The problem → Reproduce the records verbatim from the first line through the line with "1028,470,1068,603", both ends included.

Data rows →

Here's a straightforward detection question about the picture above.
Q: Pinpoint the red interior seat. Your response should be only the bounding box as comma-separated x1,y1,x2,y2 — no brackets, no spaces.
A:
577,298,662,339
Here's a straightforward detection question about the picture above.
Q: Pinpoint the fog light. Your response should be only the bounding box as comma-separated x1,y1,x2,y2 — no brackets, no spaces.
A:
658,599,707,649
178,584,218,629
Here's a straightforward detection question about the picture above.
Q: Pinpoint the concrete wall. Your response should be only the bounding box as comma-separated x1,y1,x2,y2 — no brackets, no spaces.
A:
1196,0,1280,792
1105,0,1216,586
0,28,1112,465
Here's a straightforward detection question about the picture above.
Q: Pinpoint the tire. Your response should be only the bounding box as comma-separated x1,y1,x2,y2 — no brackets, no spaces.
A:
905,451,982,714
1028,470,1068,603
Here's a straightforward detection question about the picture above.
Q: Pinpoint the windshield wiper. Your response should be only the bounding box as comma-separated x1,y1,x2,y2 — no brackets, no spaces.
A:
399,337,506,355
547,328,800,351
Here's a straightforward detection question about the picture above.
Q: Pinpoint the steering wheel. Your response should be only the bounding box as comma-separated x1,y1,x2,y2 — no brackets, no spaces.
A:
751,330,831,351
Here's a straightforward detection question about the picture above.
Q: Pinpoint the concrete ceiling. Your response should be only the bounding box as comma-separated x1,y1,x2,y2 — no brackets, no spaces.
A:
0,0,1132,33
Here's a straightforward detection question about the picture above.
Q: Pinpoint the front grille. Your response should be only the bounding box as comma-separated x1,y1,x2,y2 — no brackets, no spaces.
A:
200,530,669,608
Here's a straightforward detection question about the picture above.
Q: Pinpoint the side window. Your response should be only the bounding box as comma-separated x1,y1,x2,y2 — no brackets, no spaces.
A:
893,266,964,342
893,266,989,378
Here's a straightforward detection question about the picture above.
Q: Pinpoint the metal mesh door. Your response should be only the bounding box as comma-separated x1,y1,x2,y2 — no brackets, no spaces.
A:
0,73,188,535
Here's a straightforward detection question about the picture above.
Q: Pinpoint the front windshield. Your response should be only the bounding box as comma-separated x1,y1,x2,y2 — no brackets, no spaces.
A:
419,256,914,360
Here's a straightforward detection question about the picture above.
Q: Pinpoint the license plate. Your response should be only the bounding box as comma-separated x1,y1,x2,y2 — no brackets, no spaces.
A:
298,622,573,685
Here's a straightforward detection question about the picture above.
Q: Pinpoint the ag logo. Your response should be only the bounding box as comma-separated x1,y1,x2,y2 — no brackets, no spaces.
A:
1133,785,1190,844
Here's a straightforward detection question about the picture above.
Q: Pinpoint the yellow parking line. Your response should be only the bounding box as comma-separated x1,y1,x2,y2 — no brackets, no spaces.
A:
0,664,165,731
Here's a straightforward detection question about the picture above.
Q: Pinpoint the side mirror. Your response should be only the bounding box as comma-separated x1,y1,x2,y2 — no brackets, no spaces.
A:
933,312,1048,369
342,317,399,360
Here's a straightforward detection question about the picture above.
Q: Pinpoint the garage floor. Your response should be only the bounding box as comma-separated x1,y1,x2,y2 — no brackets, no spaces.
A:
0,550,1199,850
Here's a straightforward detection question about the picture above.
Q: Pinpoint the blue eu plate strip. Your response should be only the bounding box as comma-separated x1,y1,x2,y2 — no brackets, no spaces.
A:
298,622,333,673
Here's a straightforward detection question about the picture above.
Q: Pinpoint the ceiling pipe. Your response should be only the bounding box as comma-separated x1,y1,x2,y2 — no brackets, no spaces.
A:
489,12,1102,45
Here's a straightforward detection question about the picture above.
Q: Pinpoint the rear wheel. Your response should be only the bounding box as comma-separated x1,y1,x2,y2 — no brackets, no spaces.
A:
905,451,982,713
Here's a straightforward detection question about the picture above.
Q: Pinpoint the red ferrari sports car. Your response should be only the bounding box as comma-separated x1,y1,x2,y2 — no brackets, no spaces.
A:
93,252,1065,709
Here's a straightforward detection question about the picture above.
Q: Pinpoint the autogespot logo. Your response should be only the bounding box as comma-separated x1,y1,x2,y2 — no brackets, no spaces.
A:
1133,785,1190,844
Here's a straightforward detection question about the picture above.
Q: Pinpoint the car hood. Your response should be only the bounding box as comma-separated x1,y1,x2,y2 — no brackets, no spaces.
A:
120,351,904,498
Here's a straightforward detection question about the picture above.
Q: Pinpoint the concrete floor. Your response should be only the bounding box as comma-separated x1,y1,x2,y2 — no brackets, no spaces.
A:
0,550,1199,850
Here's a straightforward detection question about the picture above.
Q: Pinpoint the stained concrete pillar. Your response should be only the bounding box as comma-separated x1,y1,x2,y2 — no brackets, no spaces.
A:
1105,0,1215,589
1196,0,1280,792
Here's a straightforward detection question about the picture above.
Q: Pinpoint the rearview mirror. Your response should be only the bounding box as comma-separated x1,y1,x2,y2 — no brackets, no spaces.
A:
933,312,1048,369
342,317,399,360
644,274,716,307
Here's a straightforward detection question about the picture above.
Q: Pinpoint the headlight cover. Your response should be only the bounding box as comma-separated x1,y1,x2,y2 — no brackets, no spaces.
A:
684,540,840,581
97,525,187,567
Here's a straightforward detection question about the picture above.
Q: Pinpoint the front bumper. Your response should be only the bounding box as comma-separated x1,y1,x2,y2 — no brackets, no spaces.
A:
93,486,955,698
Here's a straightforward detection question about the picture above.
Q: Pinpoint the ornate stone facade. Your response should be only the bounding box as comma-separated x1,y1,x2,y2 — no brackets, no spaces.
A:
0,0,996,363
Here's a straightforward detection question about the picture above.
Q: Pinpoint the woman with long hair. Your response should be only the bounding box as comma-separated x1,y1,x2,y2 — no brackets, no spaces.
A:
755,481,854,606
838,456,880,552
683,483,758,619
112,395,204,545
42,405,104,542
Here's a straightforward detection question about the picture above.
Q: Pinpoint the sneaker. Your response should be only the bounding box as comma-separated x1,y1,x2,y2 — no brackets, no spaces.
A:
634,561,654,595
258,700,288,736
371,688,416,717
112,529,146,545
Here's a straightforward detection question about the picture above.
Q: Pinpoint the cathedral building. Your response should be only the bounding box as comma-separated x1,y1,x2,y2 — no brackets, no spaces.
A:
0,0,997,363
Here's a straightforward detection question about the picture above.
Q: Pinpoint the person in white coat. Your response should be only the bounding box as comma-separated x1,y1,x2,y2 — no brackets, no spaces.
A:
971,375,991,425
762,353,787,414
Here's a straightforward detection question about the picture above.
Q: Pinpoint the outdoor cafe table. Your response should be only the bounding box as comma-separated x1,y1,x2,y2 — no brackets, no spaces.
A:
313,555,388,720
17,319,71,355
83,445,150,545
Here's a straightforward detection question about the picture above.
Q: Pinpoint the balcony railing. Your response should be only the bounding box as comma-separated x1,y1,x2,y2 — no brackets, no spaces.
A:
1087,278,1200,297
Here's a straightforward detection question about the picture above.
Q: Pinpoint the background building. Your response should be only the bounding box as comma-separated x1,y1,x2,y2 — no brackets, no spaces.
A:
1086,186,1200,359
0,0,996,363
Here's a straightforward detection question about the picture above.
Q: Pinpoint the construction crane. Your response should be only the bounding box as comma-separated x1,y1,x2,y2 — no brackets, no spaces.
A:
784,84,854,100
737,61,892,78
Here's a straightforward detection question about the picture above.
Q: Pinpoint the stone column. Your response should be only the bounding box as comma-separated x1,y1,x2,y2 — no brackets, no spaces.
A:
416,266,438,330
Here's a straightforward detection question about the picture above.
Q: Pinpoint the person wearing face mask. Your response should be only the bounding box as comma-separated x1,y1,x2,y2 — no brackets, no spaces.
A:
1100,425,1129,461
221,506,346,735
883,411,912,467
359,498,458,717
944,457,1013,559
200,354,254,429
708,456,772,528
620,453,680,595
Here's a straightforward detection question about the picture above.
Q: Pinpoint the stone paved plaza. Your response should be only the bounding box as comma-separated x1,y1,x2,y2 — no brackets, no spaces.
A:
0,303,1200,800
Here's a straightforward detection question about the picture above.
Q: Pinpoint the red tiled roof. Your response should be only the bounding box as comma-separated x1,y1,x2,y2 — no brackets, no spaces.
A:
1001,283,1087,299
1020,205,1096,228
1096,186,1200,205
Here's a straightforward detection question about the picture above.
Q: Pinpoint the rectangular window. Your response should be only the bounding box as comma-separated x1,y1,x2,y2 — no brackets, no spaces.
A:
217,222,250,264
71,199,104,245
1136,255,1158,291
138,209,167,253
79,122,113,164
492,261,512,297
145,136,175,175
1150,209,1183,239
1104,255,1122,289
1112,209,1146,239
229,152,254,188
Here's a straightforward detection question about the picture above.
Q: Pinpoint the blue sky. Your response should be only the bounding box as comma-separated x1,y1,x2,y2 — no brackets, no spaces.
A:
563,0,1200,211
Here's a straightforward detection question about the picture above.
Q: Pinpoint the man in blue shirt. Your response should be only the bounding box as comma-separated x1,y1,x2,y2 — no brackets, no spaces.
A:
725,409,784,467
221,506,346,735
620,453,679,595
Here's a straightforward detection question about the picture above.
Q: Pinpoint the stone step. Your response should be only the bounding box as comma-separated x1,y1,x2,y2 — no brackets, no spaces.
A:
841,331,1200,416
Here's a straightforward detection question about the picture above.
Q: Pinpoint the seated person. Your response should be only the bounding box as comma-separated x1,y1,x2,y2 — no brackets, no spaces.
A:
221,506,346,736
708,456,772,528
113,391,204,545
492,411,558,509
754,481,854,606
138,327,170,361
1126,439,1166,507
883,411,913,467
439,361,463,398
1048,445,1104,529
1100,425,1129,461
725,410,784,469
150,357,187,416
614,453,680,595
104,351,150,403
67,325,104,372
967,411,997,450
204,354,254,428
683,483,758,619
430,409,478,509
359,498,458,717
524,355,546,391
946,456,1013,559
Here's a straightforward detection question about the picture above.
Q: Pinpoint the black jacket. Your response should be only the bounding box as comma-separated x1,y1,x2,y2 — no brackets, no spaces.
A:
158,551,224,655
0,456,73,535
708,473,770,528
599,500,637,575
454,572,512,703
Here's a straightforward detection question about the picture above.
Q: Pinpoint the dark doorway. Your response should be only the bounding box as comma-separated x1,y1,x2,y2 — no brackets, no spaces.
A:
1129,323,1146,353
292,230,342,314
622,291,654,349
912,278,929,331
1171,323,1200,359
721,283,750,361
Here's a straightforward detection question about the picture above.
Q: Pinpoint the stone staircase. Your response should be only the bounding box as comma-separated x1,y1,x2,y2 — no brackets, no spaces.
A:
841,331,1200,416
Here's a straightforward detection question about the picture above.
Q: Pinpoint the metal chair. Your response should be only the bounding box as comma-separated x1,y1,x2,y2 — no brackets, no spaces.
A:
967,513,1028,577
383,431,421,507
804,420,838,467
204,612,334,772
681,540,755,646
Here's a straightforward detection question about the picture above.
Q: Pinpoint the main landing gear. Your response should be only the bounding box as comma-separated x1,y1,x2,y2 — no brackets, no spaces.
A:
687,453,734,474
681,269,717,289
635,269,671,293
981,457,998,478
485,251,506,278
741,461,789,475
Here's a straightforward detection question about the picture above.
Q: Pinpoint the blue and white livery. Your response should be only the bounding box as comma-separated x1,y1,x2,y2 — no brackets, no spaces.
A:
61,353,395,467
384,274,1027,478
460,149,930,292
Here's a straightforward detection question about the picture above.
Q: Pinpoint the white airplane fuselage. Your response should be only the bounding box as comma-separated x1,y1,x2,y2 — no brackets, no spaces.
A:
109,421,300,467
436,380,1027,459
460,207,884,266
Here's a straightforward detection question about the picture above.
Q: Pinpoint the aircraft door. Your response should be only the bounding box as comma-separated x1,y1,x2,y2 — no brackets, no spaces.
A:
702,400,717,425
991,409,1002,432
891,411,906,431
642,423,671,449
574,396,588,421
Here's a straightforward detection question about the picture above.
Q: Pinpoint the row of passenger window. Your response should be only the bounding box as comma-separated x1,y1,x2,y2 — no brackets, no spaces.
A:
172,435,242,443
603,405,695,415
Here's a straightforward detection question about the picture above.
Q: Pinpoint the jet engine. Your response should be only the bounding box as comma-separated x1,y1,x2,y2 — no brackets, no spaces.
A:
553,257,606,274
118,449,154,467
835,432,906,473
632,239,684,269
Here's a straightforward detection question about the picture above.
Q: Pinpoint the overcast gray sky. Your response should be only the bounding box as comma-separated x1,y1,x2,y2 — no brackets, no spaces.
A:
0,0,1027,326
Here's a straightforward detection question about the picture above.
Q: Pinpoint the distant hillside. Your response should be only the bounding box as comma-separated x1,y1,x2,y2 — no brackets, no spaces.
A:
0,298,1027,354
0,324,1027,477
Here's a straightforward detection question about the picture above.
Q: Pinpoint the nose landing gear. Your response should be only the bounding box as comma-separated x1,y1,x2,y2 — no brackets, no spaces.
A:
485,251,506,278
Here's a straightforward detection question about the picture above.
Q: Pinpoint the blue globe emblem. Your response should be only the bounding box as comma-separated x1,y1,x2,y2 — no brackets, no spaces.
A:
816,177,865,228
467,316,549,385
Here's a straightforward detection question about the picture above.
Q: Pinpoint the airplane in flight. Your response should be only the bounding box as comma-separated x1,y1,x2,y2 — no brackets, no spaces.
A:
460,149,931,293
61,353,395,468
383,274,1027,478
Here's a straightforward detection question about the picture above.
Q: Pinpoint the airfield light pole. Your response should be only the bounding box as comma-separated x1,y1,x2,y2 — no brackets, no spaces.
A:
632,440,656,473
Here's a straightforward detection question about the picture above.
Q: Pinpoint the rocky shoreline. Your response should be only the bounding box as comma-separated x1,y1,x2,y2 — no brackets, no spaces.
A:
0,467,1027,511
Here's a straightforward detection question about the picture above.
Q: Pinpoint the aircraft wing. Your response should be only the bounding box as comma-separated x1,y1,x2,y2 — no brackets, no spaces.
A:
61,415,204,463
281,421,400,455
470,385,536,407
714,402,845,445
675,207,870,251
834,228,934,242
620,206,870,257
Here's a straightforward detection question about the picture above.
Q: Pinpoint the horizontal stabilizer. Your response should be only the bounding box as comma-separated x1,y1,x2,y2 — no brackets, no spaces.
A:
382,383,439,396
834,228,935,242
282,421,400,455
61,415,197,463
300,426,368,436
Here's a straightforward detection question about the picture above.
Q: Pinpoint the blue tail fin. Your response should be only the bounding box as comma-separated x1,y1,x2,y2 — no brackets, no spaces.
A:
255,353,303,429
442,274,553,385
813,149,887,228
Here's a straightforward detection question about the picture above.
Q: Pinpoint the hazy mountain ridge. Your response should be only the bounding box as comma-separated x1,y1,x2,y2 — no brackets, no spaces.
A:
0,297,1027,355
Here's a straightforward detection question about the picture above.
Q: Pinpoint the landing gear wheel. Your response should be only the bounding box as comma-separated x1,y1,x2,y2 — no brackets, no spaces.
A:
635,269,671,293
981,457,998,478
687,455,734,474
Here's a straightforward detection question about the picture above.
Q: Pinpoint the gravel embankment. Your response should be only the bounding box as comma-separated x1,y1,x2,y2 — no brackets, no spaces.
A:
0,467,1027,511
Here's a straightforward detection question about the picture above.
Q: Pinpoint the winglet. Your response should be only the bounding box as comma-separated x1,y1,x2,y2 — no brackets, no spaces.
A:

Completed task →
Here's a straightforward detection question about the picture above.
Q: Pinpoint the red interior seat. Your response should be only the bounding box as comma-separated x1,y1,x2,y2 — no brackets, no spaces.
A:
577,298,662,339
Here's a straightforward detection question about the picture above.
Q: Pinpoint the fog light. Your response should be only the bounding box as comma-separated x1,y1,x2,y2 — no brackets, no spaces.
A:
658,599,707,649
178,584,218,629
Here's a straightforward detection question about the picture above.
Q: Pinpoint the concrete wall. Your response should be only the bounding box as comma-separated x1,y1,x2,y2 — no brackets, no spaces.
A:
1196,0,1280,792
1105,0,1216,586
0,28,1112,465
Here's a straightforward detection question about the picture above.
Q: Pinpoint the tire. Your response should be only the bounding box as comma-separated x1,y1,x2,y2 — no brackets, no spaces.
A:
905,451,982,714
1028,470,1068,603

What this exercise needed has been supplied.